— EXERCISE REQUIREMENTS —
Format the listing lines from the one containing "the bird's tail" through the one containing "Target: bird's tail" as a JSON list of strings, one string per line, with blank lines left out.

— SOURCE DATA —
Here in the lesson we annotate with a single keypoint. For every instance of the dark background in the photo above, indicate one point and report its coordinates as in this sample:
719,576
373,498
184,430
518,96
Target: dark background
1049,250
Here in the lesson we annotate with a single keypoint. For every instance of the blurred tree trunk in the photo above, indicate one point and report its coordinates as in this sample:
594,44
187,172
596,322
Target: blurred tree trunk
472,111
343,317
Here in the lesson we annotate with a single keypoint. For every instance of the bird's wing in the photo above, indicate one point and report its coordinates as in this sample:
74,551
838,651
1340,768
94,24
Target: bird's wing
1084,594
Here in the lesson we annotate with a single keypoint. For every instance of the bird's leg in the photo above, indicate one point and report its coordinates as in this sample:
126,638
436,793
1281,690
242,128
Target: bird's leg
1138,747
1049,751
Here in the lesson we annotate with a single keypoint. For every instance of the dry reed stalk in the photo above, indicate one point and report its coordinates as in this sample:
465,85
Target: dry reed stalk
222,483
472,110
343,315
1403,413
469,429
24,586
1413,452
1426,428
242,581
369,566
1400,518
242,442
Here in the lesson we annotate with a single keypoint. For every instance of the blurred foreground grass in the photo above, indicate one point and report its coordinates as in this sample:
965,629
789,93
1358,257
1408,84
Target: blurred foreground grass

--

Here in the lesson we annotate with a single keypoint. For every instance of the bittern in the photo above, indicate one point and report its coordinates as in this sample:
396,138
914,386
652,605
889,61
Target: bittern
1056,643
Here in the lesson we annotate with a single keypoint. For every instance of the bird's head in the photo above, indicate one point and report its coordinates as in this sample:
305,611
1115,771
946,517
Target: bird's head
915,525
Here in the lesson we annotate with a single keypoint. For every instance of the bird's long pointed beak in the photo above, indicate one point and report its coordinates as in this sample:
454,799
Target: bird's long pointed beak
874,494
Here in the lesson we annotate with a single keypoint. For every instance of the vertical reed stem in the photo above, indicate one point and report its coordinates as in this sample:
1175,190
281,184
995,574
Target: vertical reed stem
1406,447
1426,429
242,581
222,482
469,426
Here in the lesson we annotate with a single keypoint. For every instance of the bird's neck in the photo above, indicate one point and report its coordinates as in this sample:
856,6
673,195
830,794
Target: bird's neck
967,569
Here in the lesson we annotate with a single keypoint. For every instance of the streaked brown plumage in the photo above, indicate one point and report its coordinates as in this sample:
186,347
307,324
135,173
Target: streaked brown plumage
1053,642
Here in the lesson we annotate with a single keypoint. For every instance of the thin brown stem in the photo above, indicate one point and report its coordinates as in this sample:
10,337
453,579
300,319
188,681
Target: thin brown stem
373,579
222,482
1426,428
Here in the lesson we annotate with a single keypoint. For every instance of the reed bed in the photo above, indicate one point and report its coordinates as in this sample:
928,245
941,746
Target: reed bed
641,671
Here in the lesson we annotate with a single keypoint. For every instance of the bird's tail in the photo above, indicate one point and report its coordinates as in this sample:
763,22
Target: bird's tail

— THE REPLY —
[
  "Here in the lesson we annotate with a single keypoint. For every instance of the bird's tail in the photo above, indicate one point and report its coordinates as in this sample:",
  "763,22",
  "Target: bird's tail"
]